## Stated exercise
From the listing that follows, extract every line and set it down unaltered.
-- Begin Input --
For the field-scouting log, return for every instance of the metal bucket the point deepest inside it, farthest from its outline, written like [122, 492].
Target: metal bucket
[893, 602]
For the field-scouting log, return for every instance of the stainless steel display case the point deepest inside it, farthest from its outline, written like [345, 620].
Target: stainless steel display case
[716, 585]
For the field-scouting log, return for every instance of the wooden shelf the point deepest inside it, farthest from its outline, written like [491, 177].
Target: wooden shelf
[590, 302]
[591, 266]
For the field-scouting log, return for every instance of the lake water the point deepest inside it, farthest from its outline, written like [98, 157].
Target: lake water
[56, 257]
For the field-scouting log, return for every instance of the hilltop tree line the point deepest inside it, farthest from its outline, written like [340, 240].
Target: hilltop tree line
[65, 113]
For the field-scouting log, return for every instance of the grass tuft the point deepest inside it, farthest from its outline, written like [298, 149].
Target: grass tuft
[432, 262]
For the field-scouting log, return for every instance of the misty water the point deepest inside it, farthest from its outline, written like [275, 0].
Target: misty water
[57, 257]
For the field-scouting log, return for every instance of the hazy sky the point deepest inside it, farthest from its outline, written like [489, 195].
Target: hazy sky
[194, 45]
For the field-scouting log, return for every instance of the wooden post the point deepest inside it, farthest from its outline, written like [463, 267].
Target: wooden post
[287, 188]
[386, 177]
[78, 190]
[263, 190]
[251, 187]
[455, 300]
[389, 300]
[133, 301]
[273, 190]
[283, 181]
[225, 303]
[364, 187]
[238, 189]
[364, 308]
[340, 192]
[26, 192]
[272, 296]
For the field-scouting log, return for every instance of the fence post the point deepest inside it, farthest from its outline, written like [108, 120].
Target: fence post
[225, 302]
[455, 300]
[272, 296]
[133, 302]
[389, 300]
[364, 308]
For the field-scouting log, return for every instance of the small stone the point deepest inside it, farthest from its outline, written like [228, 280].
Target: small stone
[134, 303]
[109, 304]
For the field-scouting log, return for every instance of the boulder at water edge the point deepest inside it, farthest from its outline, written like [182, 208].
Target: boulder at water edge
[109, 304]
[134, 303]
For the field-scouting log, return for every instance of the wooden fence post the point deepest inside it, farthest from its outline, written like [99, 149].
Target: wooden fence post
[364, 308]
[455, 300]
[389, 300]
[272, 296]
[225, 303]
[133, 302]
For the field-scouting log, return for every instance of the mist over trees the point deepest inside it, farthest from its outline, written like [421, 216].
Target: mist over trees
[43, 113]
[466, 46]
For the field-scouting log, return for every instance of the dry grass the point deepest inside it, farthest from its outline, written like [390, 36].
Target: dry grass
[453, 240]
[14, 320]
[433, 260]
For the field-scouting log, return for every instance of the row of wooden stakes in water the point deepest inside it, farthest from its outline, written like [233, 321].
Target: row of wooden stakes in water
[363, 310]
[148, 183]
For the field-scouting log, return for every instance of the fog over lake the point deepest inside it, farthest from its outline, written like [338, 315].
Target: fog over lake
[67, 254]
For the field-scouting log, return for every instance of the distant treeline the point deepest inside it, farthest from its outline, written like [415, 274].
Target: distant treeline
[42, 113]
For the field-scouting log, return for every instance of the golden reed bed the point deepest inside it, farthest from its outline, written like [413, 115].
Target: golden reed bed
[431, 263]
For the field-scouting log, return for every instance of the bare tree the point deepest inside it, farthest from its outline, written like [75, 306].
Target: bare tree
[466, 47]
-- End Input --
## Output
For the field-scouting log, return for every instance of the metal bucket the point deepest inside it, farthest from its outline, written like [122, 492].
Target: metal bucket
[893, 602]
For the field-scouting log, return for every instance of the stainless steel display case the point deepest inside it, farthest from its outline, written like [345, 620].
Target: stainless steel display case
[716, 585]
For the field-scouting log, return for every instance of the wooden shelf the point deepest inside it, farthest from its outline, written like [491, 177].
Target: wooden shelf
[590, 302]
[591, 266]
For the field-scouting log, return for every instance of the lake water the point deepest inside it, farthest from its outline, written like [98, 157].
Target: lake water
[56, 257]
For the field-scouting log, return for every instance of the hilltop tree line the point deepest inside it, farthest from its outline, written like [340, 240].
Target: hilltop tree line
[65, 113]
For the field-scouting log, return for every instance of the grass tuft the point deepest inside it, farthest from its outline, written like [298, 149].
Target: grass tuft
[432, 262]
For the field-scouting log, return for every instance of the misty water the point deepest inside it, farthest from its outline, written like [275, 0].
Target: misty water
[57, 257]
For the field-scouting log, return for every instance of the hazy sky the point deepest inside it, farthest from its outline, written like [489, 195].
Target: hazy sky
[194, 45]
For the field-scouting log, return for every instance of the wooden post the point deepest inside it, farthest from its outline, written like [463, 267].
Target: wooden post
[287, 188]
[386, 177]
[78, 190]
[263, 190]
[251, 187]
[455, 300]
[389, 300]
[133, 301]
[273, 190]
[283, 181]
[225, 303]
[364, 187]
[238, 189]
[364, 308]
[340, 192]
[26, 192]
[272, 296]
For the field-scouting log, return for every instance of the fence post the point deepest inside it, farthest from its outline, written like [108, 120].
Target: fence post
[225, 302]
[455, 300]
[272, 296]
[133, 302]
[389, 300]
[364, 308]
For the field-scouting log, return for every instance of the small stone the point deepest inside it, farthest from its outline, written like [228, 280].
Target: small stone
[134, 303]
[109, 304]
For the field-scouting log, return for every instance of the boulder at water edge the point deepest inside it, farthest from its outline, written like [182, 208].
Target: boulder at water edge
[109, 304]
[134, 303]
For the field-scouting log, return for every instance of the wooden fence post the point deepest inside it, farthest from its outline, written like [99, 149].
Target: wooden fence post
[364, 308]
[455, 300]
[389, 300]
[272, 296]
[225, 303]
[133, 302]
For the field-scouting log, return for every instance of the mist over trees the point deepest inside it, farthest from its outline, written like [421, 216].
Target: mist over trees
[43, 113]
[466, 46]
For the field-scouting log, return for every instance of the dry grass the point deepest inside it, farthest from its outline, written like [390, 36].
Target: dry grass
[453, 240]
[14, 320]
[433, 260]
For the field-scouting log, return for every instance of the row of wooden stakes in water the point deepest inside it, farthest from its outline, written like [233, 321].
Target: row of wooden stakes in water
[363, 310]
[148, 183]
For the field-scouting log, return for every instance of the fog over lake the point deepest inside it, farthest from its outline, written like [338, 315].
Target: fog over lake
[67, 254]
For the field-scouting log, return for every instance of the distant treeline the point deepest inside it, farthest from its outline, written like [415, 274].
Target: distant treeline
[42, 113]
For the field-scouting log, return for every instance of the golden reed bed the point deepest inside it, farthest from its outline, written like [413, 115].
Target: golden reed bed
[431, 263]
For the field-scouting log, return for every instance of the bare tree the point deepest inside it, farthest from its outline, written like [75, 306].
Target: bare tree
[466, 47]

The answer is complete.